---------- DOCUMENT TEXT ----------

If your data already lives in Kafka and you want SQL on it, ksqlDB is a fine choice. If your data lives in PostgreSQL, pg_trickle is closer to where it already is.
vs. Snowflake Dynamic Tables
Snowflake Dynamic Tables are auto-refreshing tables inside Snowflake. They occupy almost exactly the same conceptual slot as pg_trickle — but in a different database.
Use whichever matches the database you have.
vs. "cron + REFRESH MATERIALIZED VIEW"
This is what most teams build before they find a real IVM tool. It works, until:
- Refreshes start to overlap.
- A long refresh blocks readers.
- The refresh becomes too expensive to run as often as you'd like.
- A second view depends on the first and you start writing ordering logic.
- A failure leaves stale data and nobody notices.

---------- RECORD SET ----------

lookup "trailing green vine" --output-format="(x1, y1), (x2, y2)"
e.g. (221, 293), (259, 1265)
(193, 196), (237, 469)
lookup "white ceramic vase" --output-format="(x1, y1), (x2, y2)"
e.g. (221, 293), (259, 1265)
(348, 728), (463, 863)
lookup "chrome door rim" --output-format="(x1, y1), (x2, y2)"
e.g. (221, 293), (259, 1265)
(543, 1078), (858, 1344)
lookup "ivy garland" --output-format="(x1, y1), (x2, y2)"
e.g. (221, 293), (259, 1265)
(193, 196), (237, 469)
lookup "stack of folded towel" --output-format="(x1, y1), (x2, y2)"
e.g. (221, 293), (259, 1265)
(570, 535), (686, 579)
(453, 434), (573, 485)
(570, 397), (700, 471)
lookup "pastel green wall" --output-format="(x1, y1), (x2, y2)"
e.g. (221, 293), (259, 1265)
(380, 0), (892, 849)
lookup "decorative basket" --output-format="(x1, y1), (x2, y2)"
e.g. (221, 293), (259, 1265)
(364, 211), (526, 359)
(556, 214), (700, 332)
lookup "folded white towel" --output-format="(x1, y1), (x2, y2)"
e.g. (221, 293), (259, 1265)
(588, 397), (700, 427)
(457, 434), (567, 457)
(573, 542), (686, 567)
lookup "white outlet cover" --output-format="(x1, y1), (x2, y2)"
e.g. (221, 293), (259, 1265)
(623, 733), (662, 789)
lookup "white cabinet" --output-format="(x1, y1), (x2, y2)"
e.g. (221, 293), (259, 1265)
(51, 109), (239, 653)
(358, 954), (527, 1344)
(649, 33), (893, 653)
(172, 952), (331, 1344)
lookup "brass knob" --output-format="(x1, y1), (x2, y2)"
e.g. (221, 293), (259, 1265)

----------

## REQUEST
From the comparison of pg_trickle with other tools, reproduce word for word the stretch from "If your data already" through "as you'd like.".

## EXERCISE ANSWER
If your data already lives in Kafka and you want SQL on it, ksqlDB is a fine choice. If your data lives in PostgreSQL, pg_trickle is closer to where it already is.
vs. Snowflake Dynamic Tables
Snowflake Dynamic Tables are auto-refreshing tables inside Snowflake. They occupy almost exactly the same conceptual slot as pg_trickle — but in a different database.
Use whichever matches the database you have.
vs. "cron + REFRESH MATERIALIZED VIEW"
This is what most teams build before they find a real IVM tool. It works, until:
- Refreshes start to overlap.
- A long refresh blocks readers.
- The refresh becomes too expensive to run as often as you'd like.